- **EXERCISE AIM**:
Every line below that holds the string "umbrella" should be copied out.

+++++

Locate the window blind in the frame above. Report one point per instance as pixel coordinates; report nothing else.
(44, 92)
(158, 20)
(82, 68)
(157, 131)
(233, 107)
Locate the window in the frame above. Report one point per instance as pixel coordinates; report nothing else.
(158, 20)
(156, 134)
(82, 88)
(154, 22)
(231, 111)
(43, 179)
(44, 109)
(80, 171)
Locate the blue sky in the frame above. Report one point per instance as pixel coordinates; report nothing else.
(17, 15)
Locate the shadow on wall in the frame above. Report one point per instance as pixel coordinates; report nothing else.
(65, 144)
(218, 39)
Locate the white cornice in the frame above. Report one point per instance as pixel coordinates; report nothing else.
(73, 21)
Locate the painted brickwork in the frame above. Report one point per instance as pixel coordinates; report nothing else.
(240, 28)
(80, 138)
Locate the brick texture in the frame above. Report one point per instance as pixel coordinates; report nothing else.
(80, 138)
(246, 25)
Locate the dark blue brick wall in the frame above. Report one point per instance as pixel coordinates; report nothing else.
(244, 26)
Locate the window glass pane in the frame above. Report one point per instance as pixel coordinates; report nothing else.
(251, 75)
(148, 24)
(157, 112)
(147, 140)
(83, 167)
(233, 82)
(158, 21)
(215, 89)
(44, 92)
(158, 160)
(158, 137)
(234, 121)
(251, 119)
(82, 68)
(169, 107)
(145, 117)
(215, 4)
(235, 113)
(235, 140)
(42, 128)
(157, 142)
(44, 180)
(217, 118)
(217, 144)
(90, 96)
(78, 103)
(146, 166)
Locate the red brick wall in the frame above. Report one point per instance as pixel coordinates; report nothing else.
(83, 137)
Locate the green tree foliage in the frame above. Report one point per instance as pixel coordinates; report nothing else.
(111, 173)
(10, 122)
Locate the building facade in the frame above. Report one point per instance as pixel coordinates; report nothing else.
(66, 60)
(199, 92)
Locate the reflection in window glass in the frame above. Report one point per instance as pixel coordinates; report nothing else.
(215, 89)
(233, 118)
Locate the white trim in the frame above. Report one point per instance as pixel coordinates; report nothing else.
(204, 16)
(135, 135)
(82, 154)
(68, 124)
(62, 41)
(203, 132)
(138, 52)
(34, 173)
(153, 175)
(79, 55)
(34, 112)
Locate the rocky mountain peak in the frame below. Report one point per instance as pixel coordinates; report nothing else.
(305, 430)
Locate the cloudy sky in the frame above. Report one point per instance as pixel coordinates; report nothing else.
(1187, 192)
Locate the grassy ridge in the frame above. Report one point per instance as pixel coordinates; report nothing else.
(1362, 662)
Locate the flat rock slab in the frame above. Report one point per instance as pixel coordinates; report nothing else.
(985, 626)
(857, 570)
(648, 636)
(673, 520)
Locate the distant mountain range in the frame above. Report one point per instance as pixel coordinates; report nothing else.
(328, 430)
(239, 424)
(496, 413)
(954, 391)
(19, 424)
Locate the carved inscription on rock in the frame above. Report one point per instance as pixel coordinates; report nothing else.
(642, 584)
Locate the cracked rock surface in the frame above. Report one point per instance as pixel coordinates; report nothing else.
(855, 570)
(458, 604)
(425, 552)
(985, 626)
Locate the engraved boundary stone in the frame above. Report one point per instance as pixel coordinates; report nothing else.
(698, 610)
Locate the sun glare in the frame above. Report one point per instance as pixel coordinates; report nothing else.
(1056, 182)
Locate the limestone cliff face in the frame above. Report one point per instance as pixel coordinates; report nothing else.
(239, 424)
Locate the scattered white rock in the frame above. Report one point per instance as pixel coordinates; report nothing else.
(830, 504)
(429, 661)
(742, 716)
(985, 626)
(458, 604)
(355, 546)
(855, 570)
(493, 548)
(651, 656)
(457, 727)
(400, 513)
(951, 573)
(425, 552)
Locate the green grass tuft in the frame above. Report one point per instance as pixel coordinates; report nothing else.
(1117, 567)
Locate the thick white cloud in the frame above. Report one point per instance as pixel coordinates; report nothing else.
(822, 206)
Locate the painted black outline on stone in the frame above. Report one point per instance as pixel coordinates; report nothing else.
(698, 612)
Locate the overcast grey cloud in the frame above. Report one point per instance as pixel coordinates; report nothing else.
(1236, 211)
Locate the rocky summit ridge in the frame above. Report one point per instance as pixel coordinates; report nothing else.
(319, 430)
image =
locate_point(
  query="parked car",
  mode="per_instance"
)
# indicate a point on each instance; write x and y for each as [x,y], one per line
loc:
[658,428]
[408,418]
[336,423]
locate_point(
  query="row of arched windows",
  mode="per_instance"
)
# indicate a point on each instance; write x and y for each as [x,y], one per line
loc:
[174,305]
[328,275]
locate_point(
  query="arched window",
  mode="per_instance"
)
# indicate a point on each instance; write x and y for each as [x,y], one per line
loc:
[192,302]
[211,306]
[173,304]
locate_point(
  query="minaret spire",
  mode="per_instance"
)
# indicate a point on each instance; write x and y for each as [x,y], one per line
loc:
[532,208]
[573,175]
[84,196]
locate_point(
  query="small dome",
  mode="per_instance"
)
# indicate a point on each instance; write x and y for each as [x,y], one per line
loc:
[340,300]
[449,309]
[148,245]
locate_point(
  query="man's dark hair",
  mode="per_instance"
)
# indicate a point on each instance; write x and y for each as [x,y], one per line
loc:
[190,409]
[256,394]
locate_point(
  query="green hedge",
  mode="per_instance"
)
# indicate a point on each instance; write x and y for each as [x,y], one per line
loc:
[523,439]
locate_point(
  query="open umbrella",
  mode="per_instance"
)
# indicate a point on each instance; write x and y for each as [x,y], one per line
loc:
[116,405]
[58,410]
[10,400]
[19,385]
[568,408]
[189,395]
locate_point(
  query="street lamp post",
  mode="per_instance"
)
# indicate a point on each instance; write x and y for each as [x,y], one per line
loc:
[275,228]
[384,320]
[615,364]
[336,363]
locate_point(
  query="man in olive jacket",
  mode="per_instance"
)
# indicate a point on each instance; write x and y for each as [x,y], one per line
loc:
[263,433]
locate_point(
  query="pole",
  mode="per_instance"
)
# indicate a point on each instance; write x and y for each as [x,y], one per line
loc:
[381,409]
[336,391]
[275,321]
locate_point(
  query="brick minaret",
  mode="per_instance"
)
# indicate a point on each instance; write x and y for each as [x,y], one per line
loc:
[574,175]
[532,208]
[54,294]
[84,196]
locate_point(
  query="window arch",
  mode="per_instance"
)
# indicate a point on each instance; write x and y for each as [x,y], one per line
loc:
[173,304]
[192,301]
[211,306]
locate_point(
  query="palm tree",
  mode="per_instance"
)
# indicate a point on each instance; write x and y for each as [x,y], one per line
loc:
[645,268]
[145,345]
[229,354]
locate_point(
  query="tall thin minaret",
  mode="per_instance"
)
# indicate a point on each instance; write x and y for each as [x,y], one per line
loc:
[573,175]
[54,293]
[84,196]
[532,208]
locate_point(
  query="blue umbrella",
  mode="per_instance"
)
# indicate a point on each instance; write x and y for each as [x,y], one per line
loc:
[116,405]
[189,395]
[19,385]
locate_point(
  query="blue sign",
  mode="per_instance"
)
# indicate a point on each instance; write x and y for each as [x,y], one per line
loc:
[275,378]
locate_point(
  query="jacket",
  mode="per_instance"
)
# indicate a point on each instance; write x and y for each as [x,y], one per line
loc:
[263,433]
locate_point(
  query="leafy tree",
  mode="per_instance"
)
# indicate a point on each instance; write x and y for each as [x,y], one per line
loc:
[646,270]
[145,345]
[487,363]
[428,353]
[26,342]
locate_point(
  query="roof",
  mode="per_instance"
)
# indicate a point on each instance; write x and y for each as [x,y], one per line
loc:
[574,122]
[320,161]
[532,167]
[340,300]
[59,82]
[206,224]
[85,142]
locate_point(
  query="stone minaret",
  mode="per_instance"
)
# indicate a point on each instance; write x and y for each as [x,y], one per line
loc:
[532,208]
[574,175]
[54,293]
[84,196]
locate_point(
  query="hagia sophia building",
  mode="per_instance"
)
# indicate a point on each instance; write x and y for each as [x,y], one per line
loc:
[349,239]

+++++

- **SOLVED EXERCISE**:
  query="open umbrella",
  query="blue umbrella",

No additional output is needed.